## Dataset records
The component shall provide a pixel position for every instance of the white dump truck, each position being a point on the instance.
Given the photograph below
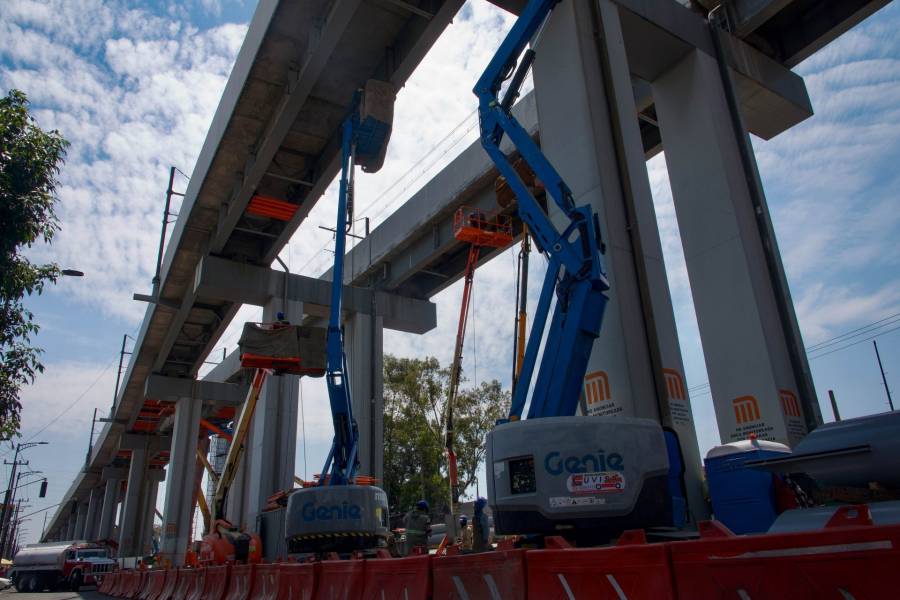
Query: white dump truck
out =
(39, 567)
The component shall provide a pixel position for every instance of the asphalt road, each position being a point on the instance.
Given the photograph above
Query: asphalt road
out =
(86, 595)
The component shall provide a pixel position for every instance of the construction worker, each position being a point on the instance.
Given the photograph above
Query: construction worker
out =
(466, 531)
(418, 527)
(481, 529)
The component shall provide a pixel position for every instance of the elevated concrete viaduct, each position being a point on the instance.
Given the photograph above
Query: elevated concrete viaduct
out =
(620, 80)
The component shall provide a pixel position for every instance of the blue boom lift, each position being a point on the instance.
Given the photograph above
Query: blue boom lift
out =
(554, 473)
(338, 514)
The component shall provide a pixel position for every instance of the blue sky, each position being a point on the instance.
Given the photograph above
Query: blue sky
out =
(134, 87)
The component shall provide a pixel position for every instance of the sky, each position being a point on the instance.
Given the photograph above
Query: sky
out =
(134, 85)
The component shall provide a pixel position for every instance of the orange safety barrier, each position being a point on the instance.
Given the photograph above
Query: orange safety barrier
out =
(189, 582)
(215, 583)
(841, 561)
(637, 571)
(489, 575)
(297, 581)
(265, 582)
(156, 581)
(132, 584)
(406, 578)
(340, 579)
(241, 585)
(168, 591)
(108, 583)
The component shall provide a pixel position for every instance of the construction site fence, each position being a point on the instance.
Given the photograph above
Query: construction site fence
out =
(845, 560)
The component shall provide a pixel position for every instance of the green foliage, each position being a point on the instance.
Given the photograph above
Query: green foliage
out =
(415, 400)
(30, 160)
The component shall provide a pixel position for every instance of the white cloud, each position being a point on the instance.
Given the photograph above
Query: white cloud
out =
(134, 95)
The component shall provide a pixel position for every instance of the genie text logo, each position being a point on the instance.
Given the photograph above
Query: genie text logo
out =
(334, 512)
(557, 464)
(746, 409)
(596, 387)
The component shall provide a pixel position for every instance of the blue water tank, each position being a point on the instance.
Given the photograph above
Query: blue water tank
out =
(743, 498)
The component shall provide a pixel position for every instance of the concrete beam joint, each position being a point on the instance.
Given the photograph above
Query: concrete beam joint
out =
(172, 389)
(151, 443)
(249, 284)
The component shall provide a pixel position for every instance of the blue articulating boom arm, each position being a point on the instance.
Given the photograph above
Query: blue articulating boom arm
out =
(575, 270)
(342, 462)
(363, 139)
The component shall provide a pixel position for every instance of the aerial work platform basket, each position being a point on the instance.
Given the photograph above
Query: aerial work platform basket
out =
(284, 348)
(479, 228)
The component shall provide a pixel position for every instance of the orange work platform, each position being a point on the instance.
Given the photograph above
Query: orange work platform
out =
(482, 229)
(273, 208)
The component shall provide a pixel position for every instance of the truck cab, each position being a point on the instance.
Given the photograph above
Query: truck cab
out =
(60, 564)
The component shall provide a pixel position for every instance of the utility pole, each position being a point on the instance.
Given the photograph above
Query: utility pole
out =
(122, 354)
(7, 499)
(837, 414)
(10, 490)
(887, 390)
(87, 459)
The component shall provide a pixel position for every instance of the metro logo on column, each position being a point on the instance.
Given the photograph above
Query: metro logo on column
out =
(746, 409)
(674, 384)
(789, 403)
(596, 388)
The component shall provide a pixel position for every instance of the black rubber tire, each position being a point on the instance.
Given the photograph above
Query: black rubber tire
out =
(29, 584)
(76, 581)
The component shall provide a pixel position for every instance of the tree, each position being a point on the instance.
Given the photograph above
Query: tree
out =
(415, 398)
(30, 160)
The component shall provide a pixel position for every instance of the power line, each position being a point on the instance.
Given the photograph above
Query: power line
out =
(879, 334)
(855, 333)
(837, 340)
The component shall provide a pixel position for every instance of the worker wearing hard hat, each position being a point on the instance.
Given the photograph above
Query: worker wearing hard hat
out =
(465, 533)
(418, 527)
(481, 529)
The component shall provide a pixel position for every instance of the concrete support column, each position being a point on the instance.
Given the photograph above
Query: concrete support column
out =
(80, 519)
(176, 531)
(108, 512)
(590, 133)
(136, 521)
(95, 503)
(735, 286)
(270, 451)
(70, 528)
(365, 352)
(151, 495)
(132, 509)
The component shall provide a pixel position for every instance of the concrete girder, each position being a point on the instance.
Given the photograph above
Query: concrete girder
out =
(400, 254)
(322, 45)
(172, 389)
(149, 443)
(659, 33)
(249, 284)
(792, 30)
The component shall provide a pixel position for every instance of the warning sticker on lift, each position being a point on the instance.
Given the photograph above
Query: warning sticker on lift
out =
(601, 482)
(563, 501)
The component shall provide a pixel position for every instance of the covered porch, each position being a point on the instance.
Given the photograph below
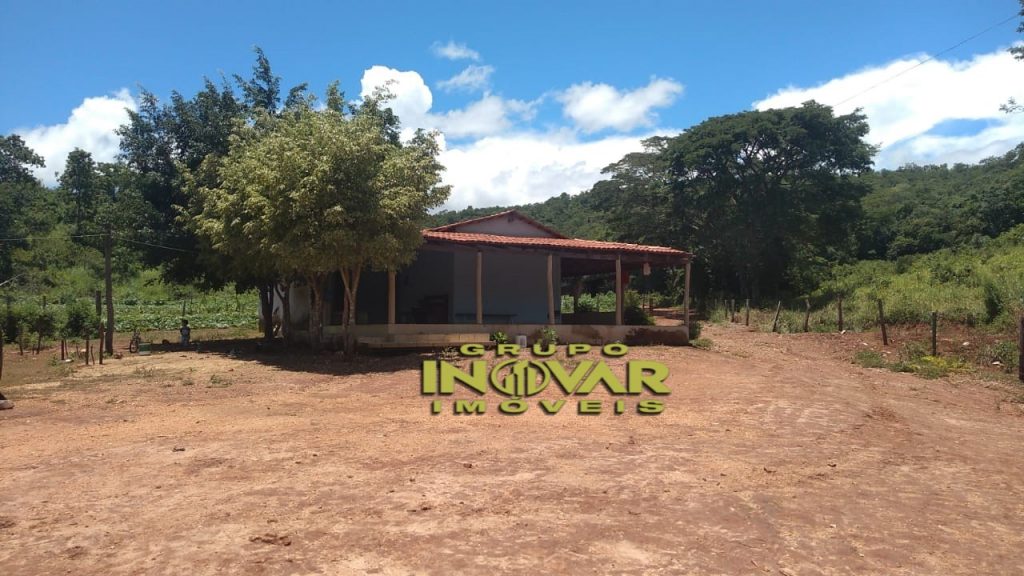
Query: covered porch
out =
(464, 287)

## SET PROBLEM
Reproduce the lines of the listing exactly, starting at the one that contains "the tree, each" and continuing through the final line, but leave out the pictures.

## WRITTEN RESPONSE
The component shall provide a pixel position for every instance of the tree, each position being a point on the instance.
Given the photograph above
Query: tree
out =
(415, 398)
(30, 160)
The component shall provide a pixel position for every instance of the power line, each position being a point on the instance.
Given the photograph above
Query: power line
out =
(879, 334)
(855, 333)
(837, 340)
The component shall provide a pixel position for every instance of the worker wearing hard hat, each position being a point on the instance.
Given the photograph above
Query: worker wearing hard hat
out =
(465, 533)
(418, 527)
(481, 529)
The component shall provide a pixel position for every instance of the concrete support column, each position being a point on the instance.
Given the photograph above
Query: concrete support column
out =
(80, 519)
(176, 531)
(108, 512)
(590, 133)
(136, 521)
(95, 503)
(735, 286)
(270, 451)
(70, 528)
(365, 352)
(151, 495)
(132, 509)
The component shall provide a pixel position for every instance of the concrete girder, each position being a point on the instance.
Given the photograph above
Query: concrete girder
out =
(400, 254)
(322, 45)
(172, 389)
(149, 443)
(659, 33)
(249, 284)
(792, 30)
The component shall provide a pixel position for every instance of the warning sticker on lift, each position being a point on the instance.
Given the photograph above
Query: warning sticker on lift
out =
(601, 482)
(563, 501)
The component shall provide a pixel position for every instance of the covered porch, each position being a point on the instance.
Given the photograph below
Query: covered porch
out =
(464, 287)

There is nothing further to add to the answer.